#### Provided material
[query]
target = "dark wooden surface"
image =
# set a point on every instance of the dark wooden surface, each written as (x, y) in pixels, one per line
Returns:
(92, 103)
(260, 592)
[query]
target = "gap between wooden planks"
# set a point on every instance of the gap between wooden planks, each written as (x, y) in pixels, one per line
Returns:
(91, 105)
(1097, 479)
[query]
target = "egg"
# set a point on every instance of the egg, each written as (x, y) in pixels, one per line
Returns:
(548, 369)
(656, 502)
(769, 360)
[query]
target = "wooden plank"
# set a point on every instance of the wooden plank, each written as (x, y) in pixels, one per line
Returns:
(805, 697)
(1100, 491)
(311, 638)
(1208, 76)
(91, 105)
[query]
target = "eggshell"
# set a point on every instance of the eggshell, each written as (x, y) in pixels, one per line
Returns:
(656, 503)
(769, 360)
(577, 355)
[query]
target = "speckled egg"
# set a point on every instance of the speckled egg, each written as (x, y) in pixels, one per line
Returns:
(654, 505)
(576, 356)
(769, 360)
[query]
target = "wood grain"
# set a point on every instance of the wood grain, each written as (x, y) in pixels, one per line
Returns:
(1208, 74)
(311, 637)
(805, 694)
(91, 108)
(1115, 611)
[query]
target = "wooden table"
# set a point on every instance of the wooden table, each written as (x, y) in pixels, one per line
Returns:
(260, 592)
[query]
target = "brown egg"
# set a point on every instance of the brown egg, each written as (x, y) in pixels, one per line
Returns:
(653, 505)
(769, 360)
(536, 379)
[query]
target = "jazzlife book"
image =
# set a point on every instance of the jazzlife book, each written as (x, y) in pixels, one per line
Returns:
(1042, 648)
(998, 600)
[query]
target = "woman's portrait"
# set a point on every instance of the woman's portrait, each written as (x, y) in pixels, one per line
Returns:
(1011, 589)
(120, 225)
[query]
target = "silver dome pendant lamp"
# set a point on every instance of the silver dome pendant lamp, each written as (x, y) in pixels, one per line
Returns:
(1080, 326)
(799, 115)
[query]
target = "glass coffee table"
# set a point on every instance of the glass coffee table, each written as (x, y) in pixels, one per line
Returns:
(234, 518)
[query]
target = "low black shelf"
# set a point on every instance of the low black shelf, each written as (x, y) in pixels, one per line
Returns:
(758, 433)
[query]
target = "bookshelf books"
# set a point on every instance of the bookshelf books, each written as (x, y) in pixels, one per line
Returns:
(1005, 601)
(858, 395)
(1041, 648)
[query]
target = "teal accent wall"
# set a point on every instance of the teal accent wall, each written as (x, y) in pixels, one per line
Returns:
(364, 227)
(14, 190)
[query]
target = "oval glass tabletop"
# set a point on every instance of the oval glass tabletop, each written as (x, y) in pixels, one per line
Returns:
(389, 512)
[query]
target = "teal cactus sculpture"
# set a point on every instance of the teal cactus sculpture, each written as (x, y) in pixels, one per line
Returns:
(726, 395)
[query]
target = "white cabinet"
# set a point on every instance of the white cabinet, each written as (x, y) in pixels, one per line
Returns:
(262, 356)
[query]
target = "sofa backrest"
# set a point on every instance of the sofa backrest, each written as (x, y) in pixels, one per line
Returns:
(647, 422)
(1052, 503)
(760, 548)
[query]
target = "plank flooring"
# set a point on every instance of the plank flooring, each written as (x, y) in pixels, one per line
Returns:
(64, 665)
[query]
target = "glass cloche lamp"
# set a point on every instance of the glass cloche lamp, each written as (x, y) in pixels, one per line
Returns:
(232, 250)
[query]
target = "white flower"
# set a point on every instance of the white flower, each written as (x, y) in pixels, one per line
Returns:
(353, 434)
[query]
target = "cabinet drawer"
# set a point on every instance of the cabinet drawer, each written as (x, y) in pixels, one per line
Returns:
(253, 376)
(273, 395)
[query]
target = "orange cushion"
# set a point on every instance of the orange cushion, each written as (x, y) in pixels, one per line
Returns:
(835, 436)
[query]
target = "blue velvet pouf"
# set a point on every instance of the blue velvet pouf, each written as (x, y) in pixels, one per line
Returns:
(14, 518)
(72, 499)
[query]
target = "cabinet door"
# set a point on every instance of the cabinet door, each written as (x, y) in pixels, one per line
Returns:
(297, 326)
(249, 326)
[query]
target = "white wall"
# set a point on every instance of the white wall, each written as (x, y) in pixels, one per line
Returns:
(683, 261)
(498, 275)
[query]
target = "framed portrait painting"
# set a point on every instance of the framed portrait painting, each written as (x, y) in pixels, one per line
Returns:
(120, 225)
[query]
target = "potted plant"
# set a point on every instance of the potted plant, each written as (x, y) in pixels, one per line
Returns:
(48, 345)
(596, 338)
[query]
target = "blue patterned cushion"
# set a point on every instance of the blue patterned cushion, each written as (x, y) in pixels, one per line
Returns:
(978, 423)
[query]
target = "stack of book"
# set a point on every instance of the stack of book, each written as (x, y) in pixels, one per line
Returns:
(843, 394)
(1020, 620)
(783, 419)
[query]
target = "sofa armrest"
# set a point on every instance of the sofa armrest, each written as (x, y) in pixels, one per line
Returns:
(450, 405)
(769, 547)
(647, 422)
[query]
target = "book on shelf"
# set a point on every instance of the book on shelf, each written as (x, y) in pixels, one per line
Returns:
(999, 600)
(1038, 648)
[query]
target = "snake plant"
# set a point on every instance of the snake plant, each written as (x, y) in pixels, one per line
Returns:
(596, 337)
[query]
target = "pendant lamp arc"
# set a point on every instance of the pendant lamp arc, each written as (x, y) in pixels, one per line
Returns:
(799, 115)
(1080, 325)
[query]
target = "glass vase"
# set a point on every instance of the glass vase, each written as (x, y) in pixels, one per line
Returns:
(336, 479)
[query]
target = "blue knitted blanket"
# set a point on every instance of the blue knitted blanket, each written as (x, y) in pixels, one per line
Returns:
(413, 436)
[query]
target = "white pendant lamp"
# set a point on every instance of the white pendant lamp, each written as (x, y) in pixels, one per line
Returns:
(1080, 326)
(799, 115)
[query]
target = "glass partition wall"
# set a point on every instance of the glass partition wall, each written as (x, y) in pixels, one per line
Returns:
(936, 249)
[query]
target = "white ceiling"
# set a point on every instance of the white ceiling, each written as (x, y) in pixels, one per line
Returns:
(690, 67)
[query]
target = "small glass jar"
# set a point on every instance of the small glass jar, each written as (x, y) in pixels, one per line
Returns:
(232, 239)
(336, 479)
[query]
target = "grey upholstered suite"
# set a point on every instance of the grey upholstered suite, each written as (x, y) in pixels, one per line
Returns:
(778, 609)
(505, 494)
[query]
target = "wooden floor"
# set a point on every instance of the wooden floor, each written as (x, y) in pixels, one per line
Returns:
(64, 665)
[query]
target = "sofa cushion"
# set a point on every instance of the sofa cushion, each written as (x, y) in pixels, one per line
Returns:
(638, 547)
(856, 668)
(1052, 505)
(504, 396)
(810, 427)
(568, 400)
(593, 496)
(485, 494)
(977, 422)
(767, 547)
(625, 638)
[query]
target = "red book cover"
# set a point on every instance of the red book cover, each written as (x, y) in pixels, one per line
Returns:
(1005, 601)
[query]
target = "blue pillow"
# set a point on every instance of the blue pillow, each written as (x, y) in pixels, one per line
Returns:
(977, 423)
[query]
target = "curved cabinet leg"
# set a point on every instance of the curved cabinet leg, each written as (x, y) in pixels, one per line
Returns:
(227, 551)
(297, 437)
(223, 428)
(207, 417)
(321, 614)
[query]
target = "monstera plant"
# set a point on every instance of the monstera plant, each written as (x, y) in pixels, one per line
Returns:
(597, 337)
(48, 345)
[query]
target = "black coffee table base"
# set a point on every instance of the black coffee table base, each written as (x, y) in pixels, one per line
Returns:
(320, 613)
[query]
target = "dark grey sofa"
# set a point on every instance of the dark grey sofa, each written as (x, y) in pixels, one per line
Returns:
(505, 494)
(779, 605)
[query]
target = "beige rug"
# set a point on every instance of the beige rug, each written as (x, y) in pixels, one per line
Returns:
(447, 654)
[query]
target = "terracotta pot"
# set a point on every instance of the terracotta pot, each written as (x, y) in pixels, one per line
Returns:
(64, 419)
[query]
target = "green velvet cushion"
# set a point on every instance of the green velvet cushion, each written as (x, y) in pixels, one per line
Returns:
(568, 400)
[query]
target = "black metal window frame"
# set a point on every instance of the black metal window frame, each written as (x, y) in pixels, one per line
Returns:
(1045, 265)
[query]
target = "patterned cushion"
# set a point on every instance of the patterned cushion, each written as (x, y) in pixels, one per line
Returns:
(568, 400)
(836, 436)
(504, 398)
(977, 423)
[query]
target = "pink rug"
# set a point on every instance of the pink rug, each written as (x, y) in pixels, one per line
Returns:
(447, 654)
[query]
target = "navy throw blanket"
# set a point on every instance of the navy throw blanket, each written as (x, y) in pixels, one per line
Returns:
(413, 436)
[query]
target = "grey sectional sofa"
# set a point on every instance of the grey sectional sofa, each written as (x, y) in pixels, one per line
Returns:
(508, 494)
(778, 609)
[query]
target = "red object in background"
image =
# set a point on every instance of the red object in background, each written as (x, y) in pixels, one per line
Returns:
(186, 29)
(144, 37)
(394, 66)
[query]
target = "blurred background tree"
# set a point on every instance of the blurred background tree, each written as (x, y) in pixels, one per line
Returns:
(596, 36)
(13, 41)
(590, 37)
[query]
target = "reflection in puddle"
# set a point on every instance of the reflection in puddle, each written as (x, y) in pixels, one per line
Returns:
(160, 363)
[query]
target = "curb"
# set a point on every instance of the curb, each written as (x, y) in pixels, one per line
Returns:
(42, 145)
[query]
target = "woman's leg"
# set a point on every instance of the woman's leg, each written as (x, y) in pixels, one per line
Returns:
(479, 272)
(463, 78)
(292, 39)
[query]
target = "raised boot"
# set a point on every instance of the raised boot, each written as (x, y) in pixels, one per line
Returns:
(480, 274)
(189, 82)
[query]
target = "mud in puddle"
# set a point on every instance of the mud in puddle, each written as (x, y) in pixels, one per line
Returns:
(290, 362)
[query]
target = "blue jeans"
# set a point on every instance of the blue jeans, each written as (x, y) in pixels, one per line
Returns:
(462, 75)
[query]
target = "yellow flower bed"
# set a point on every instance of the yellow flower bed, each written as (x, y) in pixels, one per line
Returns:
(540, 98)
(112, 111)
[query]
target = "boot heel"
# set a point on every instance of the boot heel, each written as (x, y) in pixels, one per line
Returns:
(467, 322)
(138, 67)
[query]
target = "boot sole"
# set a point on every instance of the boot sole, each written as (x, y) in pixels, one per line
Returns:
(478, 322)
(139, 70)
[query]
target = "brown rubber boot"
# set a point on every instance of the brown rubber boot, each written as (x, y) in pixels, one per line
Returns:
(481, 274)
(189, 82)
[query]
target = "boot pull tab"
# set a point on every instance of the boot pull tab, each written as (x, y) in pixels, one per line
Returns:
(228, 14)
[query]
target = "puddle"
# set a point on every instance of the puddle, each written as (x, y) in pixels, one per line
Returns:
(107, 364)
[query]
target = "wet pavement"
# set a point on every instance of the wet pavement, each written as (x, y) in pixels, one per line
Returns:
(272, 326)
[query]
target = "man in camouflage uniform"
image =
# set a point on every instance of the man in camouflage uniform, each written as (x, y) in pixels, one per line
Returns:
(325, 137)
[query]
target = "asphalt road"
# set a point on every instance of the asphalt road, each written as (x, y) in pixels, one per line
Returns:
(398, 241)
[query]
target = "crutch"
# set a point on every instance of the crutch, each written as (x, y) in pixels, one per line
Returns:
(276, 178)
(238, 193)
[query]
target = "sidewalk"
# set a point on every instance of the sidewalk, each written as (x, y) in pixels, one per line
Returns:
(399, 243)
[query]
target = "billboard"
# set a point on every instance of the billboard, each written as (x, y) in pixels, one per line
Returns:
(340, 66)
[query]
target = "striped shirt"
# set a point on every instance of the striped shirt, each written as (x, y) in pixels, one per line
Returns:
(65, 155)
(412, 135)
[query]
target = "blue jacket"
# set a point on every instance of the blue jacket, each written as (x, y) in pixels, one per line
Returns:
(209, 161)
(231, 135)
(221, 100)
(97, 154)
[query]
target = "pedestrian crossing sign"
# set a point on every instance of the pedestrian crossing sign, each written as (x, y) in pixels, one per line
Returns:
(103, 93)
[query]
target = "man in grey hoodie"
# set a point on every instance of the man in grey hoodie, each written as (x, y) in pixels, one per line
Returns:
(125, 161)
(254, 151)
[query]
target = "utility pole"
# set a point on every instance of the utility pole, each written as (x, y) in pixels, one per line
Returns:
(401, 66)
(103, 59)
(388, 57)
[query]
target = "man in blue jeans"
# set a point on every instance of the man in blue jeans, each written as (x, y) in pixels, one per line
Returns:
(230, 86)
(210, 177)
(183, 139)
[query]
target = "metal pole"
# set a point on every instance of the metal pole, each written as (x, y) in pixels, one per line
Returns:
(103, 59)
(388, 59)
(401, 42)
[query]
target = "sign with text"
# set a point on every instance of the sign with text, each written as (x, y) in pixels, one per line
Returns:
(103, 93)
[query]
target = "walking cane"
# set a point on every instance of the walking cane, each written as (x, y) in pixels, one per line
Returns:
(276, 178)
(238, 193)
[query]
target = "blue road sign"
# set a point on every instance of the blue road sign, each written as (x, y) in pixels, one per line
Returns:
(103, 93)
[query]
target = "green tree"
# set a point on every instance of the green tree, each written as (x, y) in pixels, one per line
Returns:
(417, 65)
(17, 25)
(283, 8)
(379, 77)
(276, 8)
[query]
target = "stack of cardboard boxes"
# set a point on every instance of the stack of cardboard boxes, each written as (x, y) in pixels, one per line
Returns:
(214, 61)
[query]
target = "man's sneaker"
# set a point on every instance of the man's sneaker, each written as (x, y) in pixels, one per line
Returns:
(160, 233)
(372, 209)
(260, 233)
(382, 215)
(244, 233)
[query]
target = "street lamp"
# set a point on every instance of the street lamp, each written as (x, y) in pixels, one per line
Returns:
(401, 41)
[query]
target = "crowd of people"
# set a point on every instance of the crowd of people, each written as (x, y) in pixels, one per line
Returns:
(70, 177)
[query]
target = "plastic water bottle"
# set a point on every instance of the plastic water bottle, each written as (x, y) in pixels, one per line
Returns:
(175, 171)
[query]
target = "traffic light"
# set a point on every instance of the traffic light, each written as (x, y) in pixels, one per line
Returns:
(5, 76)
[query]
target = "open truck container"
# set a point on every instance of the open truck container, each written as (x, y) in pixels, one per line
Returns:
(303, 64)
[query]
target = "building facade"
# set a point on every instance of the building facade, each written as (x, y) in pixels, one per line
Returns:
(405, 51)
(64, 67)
########
What this task involves:
Beginning with the line holding "# set a point on every instance of the wet" and ending with the line holding "# set a point on every instance of the pedestrian", write out the stretch of material above exactly; add no further lines.

Exercise output:
# set a point on every instance of the wet pavement, each written as (x, y) in pixels, one per line
Returns:
(272, 326)
[query]
target = "man in camouflage uniform"
image =
# set a point on every instance of the man in camouflage uniform, each written as (x, y) in pixels, one per line
Returns:
(325, 137)
[query]
target = "asphalt road"
# set a point on every instance of the asphalt road, each written as (x, y) in pixels, one per line
Returns:
(398, 241)
[query]
target = "crutch"
# set a point on every instance of the crutch, each written as (x, y) in pixels, one per line
Returns:
(276, 178)
(238, 193)
[query]
target = "sidewalk"
# set a point on every instance of the sidewalk, each written as (x, y) in pixels, one per line
Returns:
(399, 243)
[query]
target = "billboard"
# set a point on every instance of the billboard, each written as (x, y) in pixels, one per line
Returns:
(340, 66)
[query]
target = "striped shirt"
# set a point on every instance of the striped shirt, each written as (x, y) in pixels, one per line
Returns:
(65, 155)
(412, 135)
[query]
target = "blue jacket"
# set a point on every instance of the blue jacket, each written as (x, y) in pixels, one per line
Returns:
(209, 161)
(231, 135)
(221, 100)
(97, 154)
[query]
target = "pedestrian crossing sign"
# set a point on every instance of the pedestrian crossing sign, each written as (x, y) in pixels, one per line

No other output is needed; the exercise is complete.